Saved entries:
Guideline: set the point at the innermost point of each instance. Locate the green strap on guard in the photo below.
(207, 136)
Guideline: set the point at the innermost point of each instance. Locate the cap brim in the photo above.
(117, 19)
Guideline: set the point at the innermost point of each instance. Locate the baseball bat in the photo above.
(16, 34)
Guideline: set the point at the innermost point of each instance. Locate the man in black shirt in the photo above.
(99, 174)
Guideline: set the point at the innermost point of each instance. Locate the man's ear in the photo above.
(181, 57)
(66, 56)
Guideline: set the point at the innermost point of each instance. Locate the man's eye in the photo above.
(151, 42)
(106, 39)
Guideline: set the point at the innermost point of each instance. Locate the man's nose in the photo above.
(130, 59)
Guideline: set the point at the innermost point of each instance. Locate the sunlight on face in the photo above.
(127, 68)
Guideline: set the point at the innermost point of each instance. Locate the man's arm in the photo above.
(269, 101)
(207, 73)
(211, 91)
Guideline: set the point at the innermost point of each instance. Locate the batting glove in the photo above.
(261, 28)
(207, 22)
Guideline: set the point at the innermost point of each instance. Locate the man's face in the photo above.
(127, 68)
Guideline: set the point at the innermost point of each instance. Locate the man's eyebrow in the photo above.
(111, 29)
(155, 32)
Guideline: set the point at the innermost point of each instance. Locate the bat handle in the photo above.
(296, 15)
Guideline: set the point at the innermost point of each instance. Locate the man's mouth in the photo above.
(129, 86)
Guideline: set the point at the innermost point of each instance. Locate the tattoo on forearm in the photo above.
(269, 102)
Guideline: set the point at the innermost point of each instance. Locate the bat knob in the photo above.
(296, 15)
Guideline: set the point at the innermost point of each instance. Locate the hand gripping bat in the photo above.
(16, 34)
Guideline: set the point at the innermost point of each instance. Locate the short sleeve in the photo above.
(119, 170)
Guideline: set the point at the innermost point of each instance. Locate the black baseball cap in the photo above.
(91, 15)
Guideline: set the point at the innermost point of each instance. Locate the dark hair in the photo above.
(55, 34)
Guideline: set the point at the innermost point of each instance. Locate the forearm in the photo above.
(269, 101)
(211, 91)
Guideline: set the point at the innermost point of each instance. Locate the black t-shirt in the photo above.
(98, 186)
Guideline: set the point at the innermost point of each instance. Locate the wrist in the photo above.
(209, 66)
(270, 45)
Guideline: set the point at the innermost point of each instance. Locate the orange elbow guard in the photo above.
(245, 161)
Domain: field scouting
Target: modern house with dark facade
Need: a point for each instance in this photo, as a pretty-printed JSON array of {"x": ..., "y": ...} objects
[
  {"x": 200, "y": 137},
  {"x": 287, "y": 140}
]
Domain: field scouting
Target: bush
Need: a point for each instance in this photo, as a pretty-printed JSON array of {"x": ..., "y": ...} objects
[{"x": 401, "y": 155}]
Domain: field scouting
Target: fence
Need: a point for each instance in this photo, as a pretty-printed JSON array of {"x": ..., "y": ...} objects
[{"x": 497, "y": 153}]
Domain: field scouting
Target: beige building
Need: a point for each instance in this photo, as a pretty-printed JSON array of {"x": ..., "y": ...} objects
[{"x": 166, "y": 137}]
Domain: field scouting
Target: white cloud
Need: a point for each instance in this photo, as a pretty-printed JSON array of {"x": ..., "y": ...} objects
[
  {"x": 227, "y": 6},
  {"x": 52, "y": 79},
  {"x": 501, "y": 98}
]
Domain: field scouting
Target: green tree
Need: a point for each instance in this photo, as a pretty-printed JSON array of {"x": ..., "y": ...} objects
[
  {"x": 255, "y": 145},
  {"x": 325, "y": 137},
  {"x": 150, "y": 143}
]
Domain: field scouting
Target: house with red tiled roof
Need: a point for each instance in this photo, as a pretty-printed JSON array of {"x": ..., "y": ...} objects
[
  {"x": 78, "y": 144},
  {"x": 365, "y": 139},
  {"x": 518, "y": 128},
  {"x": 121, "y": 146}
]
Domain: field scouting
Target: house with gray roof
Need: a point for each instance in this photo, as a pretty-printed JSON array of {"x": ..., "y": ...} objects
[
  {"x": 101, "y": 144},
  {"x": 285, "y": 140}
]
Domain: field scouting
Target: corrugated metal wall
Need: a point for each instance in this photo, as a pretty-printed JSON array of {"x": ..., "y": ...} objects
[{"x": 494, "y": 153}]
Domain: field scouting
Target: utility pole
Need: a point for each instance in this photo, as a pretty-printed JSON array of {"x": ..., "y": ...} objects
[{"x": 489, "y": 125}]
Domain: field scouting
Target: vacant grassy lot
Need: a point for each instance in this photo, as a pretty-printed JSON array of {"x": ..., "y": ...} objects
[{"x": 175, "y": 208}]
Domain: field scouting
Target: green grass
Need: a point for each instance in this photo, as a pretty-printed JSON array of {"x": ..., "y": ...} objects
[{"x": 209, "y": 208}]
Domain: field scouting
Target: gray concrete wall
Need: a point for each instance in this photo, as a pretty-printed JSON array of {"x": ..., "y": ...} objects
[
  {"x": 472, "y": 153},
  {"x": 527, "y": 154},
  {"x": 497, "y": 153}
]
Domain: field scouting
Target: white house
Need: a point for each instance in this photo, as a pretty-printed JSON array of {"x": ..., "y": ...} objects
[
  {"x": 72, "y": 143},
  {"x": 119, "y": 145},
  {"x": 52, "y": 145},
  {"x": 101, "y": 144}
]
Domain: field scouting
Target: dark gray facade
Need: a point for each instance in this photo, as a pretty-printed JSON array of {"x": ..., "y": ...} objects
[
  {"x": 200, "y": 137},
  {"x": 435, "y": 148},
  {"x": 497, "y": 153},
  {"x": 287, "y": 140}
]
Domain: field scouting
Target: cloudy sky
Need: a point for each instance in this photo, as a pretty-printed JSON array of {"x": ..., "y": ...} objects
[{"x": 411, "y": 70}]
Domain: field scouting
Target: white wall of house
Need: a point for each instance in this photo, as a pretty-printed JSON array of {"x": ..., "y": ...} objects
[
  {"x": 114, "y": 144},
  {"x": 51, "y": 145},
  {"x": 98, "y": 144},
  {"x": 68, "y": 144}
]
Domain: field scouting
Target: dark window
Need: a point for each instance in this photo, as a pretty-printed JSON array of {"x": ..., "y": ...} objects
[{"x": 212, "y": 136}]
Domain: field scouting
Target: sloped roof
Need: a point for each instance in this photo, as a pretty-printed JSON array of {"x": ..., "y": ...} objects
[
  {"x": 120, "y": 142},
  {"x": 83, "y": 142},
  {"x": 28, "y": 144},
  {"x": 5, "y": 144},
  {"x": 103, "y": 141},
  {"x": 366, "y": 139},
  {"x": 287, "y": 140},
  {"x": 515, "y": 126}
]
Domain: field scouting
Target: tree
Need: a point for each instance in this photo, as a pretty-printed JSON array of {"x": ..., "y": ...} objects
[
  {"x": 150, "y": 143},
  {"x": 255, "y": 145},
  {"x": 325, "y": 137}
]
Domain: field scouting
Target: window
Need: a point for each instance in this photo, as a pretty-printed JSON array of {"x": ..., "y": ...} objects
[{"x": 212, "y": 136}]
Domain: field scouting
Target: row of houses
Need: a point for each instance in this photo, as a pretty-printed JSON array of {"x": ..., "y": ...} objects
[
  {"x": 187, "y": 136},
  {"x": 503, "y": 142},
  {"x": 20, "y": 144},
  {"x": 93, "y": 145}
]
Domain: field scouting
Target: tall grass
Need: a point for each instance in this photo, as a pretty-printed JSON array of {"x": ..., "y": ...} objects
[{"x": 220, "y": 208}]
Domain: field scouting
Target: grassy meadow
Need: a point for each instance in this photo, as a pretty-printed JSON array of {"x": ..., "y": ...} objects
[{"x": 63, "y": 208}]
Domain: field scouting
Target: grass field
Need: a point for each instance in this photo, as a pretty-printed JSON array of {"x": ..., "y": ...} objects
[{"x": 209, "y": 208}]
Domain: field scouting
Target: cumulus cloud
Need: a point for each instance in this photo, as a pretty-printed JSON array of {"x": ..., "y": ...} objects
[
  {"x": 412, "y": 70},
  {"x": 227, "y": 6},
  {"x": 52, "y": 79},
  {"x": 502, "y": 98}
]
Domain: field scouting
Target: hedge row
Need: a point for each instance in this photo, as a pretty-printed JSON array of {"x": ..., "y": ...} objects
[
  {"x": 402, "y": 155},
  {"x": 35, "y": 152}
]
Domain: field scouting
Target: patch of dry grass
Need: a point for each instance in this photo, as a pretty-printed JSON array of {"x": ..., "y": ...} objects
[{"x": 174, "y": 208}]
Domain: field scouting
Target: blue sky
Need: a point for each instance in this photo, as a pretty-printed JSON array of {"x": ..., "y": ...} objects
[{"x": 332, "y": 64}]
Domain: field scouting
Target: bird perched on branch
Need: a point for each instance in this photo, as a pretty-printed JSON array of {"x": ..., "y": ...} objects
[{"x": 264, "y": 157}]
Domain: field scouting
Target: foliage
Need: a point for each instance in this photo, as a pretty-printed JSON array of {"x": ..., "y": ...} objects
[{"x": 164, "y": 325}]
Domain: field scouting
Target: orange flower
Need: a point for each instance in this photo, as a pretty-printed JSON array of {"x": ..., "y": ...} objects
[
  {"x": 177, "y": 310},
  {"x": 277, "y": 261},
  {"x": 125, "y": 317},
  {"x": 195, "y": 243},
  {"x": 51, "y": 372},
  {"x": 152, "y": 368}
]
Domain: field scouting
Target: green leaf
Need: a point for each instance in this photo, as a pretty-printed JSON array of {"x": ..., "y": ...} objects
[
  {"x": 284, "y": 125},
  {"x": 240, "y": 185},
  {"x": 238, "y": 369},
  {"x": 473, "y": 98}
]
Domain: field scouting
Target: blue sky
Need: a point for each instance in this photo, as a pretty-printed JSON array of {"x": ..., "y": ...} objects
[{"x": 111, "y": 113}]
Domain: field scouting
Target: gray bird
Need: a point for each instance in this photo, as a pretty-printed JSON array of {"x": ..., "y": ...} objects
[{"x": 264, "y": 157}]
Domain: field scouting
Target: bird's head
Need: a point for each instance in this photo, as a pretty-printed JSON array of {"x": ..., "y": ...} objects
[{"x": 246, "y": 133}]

→ DIRECTIONS: For every line of the records that has the word "gray" in it, make a copy.

→ SOLUTION BELOW:
Target: house with gray roof
Target: gray concrete wall
Target: dark gray facade
Target: gray bird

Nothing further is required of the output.